**Work to do:** Can you copy out every one of the records below word for word, leaving the pictures out?
+++ Records +++
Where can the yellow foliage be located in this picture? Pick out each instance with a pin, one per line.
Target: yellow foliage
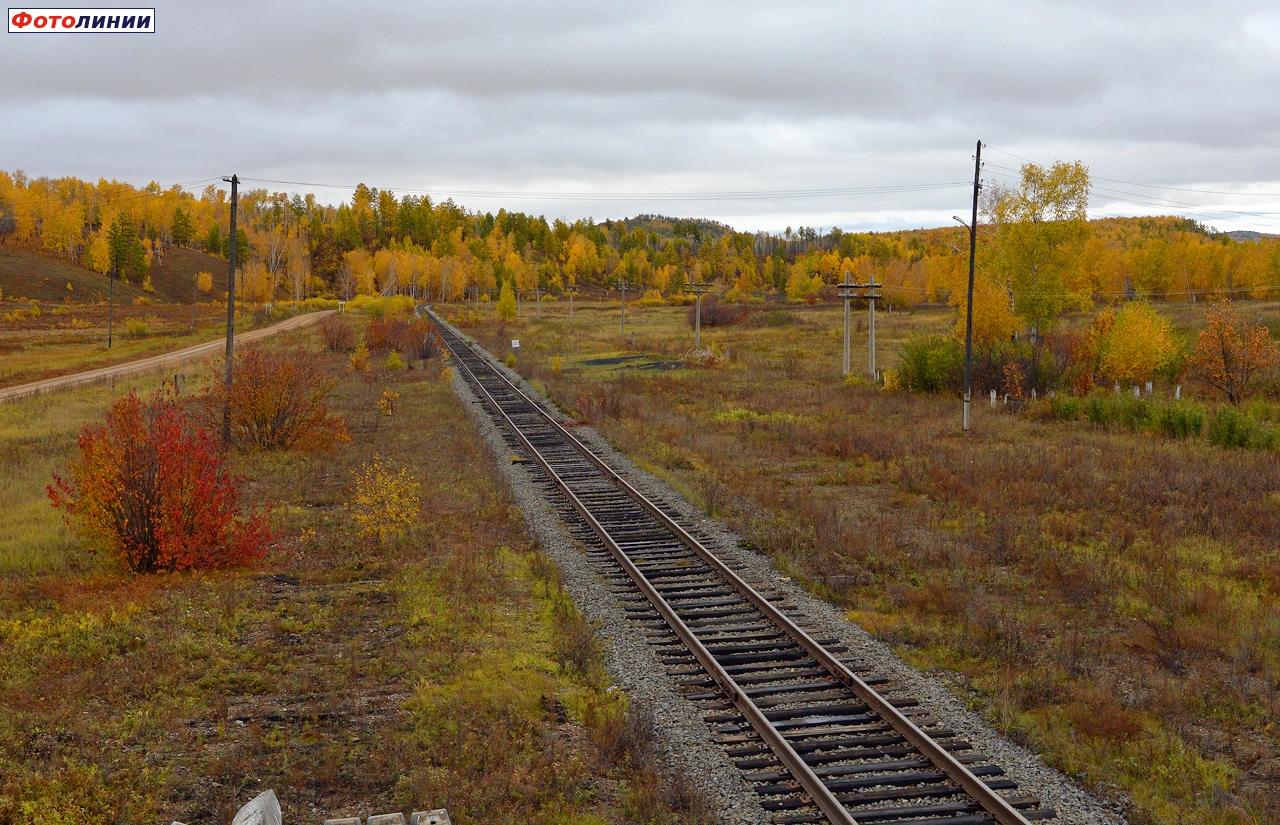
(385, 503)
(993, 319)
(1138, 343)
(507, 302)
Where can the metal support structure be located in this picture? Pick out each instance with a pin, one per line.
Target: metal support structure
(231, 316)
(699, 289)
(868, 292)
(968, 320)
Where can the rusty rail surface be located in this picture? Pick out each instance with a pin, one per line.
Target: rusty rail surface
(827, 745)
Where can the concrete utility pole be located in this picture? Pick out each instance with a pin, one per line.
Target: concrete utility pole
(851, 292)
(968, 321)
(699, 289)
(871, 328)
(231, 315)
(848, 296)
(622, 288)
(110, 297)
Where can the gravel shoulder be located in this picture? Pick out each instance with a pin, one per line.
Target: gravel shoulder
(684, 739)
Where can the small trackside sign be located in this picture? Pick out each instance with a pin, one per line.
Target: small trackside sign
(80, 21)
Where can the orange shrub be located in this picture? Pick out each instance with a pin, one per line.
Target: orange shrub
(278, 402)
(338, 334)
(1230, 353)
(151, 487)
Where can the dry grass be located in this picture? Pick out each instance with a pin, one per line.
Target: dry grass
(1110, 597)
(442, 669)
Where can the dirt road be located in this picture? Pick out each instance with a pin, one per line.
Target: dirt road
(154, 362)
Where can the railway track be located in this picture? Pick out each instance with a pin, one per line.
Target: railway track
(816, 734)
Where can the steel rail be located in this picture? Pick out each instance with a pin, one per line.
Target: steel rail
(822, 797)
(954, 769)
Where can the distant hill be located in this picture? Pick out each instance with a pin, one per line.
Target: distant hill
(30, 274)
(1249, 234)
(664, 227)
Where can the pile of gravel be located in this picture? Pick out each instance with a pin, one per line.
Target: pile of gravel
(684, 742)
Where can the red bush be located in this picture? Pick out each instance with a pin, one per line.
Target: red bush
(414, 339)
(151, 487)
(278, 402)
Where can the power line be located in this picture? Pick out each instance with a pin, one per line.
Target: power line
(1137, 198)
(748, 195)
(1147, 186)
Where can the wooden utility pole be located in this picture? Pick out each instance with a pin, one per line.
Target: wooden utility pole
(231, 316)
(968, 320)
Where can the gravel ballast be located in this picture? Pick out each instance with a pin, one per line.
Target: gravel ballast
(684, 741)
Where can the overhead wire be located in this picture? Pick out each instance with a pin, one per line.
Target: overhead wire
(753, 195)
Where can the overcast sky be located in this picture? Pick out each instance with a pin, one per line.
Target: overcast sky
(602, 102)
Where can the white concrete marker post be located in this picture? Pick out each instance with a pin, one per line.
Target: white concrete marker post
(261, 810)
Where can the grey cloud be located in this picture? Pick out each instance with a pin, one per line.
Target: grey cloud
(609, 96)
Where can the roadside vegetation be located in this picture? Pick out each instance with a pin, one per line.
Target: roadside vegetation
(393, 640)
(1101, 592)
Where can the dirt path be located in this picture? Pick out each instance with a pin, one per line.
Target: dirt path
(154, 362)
+++
**Full solution:**
Where can the yellow foliage be located in this picture? Pick out each instance with a pin, one per line.
Target: yellow foliage
(385, 503)
(993, 319)
(1138, 343)
(507, 302)
Where can the metal support structure be located in this picture? Pick out each instance with a pin, one per line.
Target: metal support structure
(231, 316)
(699, 289)
(868, 292)
(968, 320)
Where can the rusty rail surface be located in this picture? Pick out each instance with a pin, one per line.
Target: rusty rail surface
(827, 745)
Where can the concrete utility pole be located in this picture? Pick out each instance with a pin, one per line.
Target: concrete utility pole
(851, 292)
(968, 321)
(699, 289)
(871, 328)
(231, 315)
(848, 296)
(622, 288)
(110, 297)
Where can the gravel shoulder be located in this picture? Pick out each instance with a pin, one per line.
Target: gravel shoulder
(684, 739)
Where can the small trackside sign be located in this picture? Pick out each instance with a pin, one per line.
Target: small trackside sign
(80, 21)
Where can the orange shrub be located in this picture? Pick out each instance with a pin, one per line.
Target: orange shrub
(278, 402)
(338, 334)
(1230, 353)
(151, 487)
Where can the dry grass be located in this picture? Pick out each instance with a pin, one per line.
Target: dry grass
(1110, 597)
(442, 669)
Where can the dirt road be located in this picture? Pick out each instance with a pin, one per line.
Target: dirt road
(154, 362)
Where can the railway track be located in this picture? Pick out each instance with a pin, one per line.
Target: railway track
(816, 734)
Where can the steel rail be located in this picture? Pick out each instance with a pin, one per line.
Target: steel rail
(822, 797)
(954, 769)
Where can the distant hill be located in this picture? Pick out each instance with a pin, one per line.
Target: distant hill
(30, 274)
(1249, 234)
(664, 227)
Where can the pile of gravel be located in this picture? Pick out each instance with a pin, one per line.
Target: pile of gravel
(684, 742)
Where can the red bush be located in this picture? Pick out each instance with a pin, one per line.
Target: red bush
(414, 339)
(151, 487)
(278, 402)
Where can the power line be located in this picture? Pick out each instance with a pin, one per line.
Target: power line
(1137, 198)
(748, 195)
(1147, 186)
Where can the wooden utility pole be located in this picture? Pick out each instance with a pin, one per line.
Target: wooden utility pole
(231, 316)
(968, 320)
Where can the gravel ballast be located in this picture? Pick out each instance with a pin, one per line.
Target: gravel ballast
(684, 741)
Where can the overhead wire be located in this picture? Pick out each instance with a pin, one per line.
Target: overhead wire
(753, 195)
Where can the overcast sky be located in this picture? Pick out each instance with a pin, one per line.
Target: overcast sky
(602, 102)
Where can the white concrete marker post be located in this picture? Pick out each instance with a pin, one per line.
Target: white concrete marker post
(261, 810)
Where can the grey cloud be located in this picture? Pick out each instance with a pin, one per line.
Target: grey cloud
(609, 96)
Where can the roadside vegetation be located in this picture? Pick out each instance with a pin, one per line.
Target: roadside vegetation
(393, 640)
(1101, 592)
Where can the dirt path be located in this picture? Pick out each instance with a pin, one per line.
Target: dirt path
(154, 362)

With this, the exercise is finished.